◆ WRITTEN INSTRUCTION 1
Restate the text on weighted means, starting at "Sunday, September 20, 2009" and ending at "each distinct poll.", with "supporters" swapped for "backers".

***** SELECTED PASSAGE *****

Sunday, September 20, 2009

Why weighted mean works?

Just an illustration. Consider a population, a fraction of which favors somthing. We take two samples of size (aka weight) m1 and m2 with favor fractions of p1 and p2 correspondingly. These fractions are statistic probabilities pn derived by dividing the number supporters fn by total number mn: pn = fn/mn. With the higher sample size, the statistic must converge to the true fraction of the population. In the two polls, different number of people were sampled (m1 != m2) and weighting is used to combine them rather than simple averaging. In the combined poll, the level of support is p = f/m = (f1+f2) / (m1+m2) = (p1m1 + p2m2) / (m1+m2). The pnmn product is a number of supporters in each distinct poll.

As follows from the latter, the weighting naturally occures in combination of the results, whereby, the weighted sum is nothing more than the number of supporters in the aggregate sample size. In fact, any group result aggregates individual ones and, thus, involves binary weighting: a group consists of m sampled individuals, each with weight 1 and vote of either 0 (zero support) or 1 (full support). Summing the ones (supporters) we do weighted summation (vector dot product).

An agreement can also be seen when aggregating two series resistances: i=u1/r1=u2/r2=(u1+u2)/(r1+r2). The last equation u1/r1=(u1+u2)/(r1+r2) can be derived from the first u1/r1=u2/r2. Ok, the fraction (i) can be > 1 in this case :)

***** PROVIDED RECORDS *****

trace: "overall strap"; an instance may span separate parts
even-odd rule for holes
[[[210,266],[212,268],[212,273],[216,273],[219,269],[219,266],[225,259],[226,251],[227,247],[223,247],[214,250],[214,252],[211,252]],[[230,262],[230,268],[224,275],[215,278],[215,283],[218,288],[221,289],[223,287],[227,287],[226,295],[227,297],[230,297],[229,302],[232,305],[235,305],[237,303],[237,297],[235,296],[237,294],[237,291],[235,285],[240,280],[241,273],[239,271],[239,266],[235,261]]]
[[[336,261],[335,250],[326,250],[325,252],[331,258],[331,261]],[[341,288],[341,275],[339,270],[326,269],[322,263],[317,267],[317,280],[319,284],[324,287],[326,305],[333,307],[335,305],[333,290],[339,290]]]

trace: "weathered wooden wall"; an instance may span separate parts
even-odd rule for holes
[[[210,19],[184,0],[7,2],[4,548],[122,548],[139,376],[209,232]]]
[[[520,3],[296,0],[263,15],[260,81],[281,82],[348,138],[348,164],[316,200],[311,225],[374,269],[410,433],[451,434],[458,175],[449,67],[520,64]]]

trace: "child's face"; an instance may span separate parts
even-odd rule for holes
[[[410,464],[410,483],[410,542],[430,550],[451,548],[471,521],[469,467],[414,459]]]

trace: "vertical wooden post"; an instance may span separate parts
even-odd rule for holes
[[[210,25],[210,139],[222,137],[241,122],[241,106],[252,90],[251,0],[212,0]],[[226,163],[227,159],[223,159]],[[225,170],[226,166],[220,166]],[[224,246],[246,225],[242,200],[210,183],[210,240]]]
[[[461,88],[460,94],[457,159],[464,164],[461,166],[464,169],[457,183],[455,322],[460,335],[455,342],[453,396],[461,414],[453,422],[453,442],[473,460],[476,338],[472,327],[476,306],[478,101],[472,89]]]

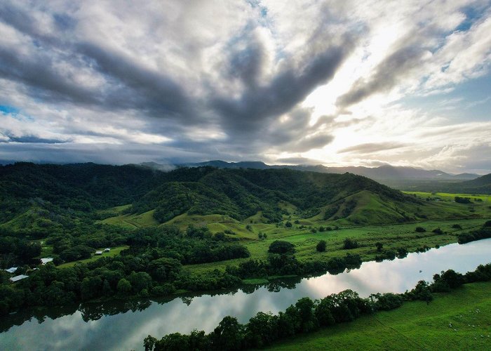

*****

◆ WRITTEN INSTRUCTION 2
Pull out each line of the records that contains the string "parts", matching case exactly.

◆ FULL RESPONSE 1
Sunday, September 20, 2009

Why weighted mean works?

Just an illustration. Consider a population, a fraction of which favors somthing. We take two samples of size (aka weight) m1 and m2 with favor fractions of p1 and p2 correspondingly. These fractions are statistic probabilities pn derived by dividing the number backers fn by total number mn: pn = fn/mn. With the higher sample size, the statistic must converge to the true fraction of the population. In the two polls, different number of people were sampled (m1 != m2) and weighting is used to combine them rather than simple averaging. In the combined poll, the level of support is p = f/m = (f1+f2) / (m1+m2) = (p1m1 + p2m2) / (m1+m2). The pnmn product is a number of backers in each distinct poll.

◆ FULL RESPONSE 2
trace: "overall strap"; an instance may span separate parts
trace: "weathered wooden wall"; an instance may span separate parts
trace: "child's face"; an instance may span separate parts
trace: "vertical wooden post"; an instance may span separate parts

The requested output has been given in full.